Action item: Set down exactly, with nothing added, the lines from the one containing "Query: shirt collar" through the end of the entries.

Given information below:

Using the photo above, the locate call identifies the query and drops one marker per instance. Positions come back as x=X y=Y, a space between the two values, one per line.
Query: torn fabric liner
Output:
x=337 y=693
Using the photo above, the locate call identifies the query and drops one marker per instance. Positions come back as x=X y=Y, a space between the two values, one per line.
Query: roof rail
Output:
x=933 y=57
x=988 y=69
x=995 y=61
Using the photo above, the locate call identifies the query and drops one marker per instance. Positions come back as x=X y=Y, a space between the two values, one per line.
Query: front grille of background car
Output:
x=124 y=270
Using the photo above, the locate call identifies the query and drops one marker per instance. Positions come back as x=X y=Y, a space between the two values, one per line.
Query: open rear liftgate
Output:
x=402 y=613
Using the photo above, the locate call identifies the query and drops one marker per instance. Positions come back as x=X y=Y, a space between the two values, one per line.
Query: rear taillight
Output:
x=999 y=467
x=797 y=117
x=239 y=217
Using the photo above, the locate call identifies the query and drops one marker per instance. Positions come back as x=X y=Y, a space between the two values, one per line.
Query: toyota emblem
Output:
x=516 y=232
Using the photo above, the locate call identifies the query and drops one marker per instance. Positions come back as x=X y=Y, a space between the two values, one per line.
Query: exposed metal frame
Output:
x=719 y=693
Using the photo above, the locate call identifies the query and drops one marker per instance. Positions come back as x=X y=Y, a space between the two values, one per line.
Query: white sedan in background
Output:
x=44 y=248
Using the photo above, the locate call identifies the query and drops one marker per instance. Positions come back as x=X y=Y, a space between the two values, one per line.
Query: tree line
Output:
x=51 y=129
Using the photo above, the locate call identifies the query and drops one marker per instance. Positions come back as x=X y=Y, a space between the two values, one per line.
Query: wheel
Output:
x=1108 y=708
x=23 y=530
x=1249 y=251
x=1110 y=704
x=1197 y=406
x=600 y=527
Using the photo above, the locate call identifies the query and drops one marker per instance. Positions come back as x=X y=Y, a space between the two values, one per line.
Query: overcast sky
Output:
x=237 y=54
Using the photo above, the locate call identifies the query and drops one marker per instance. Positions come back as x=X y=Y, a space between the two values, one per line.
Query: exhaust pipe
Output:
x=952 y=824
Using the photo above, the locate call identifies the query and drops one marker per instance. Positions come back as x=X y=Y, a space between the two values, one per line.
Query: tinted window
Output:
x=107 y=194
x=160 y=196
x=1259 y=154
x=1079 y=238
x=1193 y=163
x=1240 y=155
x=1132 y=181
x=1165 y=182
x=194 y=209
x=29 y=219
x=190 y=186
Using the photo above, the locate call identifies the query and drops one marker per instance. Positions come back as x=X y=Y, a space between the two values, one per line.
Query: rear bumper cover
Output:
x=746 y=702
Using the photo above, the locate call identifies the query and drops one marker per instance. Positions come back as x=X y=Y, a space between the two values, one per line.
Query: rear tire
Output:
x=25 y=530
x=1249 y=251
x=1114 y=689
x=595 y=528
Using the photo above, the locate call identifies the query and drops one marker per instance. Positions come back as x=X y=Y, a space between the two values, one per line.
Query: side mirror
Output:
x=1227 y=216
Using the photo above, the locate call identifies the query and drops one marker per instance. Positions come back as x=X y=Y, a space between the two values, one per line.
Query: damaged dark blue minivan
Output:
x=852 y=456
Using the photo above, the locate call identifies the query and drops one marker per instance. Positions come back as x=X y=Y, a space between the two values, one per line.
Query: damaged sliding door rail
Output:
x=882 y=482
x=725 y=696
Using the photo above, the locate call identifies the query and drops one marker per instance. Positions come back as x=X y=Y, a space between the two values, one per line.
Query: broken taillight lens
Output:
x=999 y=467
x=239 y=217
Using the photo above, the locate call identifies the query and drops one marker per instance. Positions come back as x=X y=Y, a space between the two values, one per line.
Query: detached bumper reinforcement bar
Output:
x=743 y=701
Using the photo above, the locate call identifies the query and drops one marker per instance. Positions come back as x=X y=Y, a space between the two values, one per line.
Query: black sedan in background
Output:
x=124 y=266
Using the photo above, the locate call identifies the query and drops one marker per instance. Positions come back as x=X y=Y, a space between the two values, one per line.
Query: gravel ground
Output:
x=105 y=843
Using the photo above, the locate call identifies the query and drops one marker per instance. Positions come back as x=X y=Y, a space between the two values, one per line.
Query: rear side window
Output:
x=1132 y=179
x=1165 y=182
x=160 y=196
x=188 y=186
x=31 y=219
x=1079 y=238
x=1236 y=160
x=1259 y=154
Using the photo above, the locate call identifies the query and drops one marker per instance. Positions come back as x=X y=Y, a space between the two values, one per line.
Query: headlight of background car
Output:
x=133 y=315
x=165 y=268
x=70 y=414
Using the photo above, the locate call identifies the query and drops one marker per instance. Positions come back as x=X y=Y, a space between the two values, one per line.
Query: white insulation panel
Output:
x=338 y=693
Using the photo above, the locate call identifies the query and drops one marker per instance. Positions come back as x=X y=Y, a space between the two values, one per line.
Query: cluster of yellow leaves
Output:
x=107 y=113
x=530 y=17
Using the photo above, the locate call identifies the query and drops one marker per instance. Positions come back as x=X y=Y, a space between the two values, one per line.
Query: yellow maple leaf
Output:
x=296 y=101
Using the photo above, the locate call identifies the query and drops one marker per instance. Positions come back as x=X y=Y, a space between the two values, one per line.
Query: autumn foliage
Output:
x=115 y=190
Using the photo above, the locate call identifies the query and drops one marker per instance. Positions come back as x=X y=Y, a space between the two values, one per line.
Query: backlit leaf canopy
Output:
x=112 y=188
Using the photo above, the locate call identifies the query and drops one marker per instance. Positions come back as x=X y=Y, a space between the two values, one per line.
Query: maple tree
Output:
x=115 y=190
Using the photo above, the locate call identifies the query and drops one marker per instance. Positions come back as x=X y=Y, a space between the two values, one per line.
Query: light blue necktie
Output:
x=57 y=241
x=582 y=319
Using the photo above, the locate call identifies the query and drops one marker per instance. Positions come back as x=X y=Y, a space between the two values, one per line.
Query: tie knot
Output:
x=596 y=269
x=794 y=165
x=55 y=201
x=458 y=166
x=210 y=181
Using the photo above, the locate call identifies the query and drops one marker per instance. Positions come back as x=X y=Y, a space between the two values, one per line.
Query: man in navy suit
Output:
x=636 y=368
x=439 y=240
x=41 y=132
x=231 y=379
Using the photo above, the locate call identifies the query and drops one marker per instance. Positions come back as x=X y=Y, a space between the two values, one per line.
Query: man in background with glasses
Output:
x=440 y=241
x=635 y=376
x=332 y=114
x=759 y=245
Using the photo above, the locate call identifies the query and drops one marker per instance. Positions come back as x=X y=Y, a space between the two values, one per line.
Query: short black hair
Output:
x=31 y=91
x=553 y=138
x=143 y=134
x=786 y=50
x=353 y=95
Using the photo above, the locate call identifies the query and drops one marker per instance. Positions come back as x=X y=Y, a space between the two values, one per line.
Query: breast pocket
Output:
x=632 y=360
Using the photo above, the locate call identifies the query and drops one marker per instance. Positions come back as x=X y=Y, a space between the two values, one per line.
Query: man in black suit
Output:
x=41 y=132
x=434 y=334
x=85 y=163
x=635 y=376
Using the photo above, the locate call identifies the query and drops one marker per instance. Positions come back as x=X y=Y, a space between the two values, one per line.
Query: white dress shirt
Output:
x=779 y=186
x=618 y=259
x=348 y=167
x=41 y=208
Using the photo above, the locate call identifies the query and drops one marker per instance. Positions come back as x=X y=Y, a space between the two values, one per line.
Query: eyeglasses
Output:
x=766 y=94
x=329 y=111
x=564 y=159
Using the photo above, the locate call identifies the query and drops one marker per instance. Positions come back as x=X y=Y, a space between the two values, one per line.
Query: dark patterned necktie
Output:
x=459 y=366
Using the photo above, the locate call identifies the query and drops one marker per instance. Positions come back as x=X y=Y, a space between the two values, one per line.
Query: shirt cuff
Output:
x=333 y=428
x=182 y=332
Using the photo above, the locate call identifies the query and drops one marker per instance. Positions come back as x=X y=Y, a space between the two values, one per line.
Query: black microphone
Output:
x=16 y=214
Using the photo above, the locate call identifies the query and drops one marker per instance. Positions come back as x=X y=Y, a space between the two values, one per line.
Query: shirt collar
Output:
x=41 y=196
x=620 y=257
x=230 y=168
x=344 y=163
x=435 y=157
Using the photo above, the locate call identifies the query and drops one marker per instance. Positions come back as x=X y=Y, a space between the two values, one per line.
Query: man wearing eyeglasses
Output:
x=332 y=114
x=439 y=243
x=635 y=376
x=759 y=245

End of Given information.

Exercise response:
Query: shirt collar
Output:
x=41 y=196
x=620 y=257
x=230 y=168
x=344 y=163
x=435 y=157
Using the photo above, the locate call identifies the query and drops one marker per instance. Positions come back as x=X y=Y, a space between the two values, one per line.
Query: man wearing eyeglasses
Output:
x=332 y=114
x=439 y=243
x=635 y=376
x=759 y=245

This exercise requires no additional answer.